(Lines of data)
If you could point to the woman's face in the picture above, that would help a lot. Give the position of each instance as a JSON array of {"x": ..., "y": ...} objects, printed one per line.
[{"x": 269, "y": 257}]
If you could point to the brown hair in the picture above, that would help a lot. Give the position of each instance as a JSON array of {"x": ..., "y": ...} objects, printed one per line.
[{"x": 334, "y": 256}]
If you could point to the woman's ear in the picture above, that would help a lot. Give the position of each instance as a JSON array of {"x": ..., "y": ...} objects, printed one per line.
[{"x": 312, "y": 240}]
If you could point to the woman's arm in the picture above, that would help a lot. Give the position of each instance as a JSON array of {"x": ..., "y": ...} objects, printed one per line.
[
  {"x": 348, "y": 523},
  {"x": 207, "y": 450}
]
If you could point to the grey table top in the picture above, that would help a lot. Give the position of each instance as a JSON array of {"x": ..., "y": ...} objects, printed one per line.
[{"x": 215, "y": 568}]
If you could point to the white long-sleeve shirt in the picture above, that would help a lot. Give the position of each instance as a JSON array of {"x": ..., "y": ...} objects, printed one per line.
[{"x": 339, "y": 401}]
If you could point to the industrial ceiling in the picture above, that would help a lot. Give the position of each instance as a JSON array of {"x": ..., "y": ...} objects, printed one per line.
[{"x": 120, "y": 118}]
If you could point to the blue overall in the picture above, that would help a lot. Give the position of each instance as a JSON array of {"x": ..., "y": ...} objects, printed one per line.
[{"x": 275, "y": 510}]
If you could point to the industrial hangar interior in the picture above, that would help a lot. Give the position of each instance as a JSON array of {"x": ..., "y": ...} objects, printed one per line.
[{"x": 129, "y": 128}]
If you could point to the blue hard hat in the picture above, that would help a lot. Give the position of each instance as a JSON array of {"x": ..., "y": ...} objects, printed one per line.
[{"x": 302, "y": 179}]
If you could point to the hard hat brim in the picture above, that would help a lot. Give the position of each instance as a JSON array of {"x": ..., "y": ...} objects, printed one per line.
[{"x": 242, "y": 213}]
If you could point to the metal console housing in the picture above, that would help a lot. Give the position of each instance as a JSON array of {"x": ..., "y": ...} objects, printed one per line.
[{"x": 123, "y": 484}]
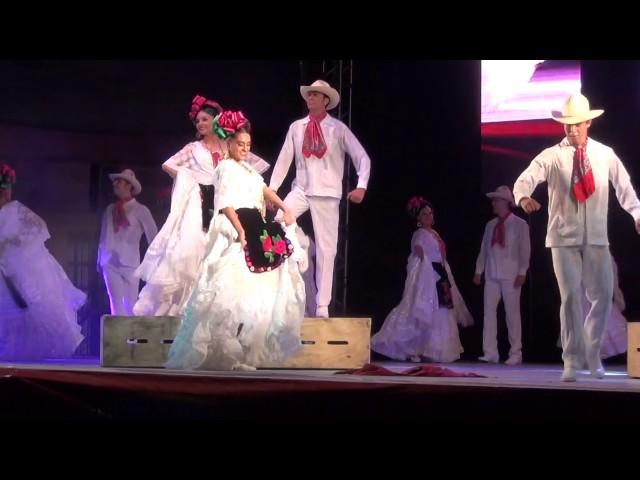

Work required: Copy the records from the line containing "If you could point to the metal" through the end of the records, both ends included, and leave the pictures out of your answer.

Exercise solution:
If you could point to the metal console housing in the picture above, that would help a lot. Give the position of each instance as a JSON array of {"x": ..., "y": ...} objects, printed one per line.
[{"x": 123, "y": 484}]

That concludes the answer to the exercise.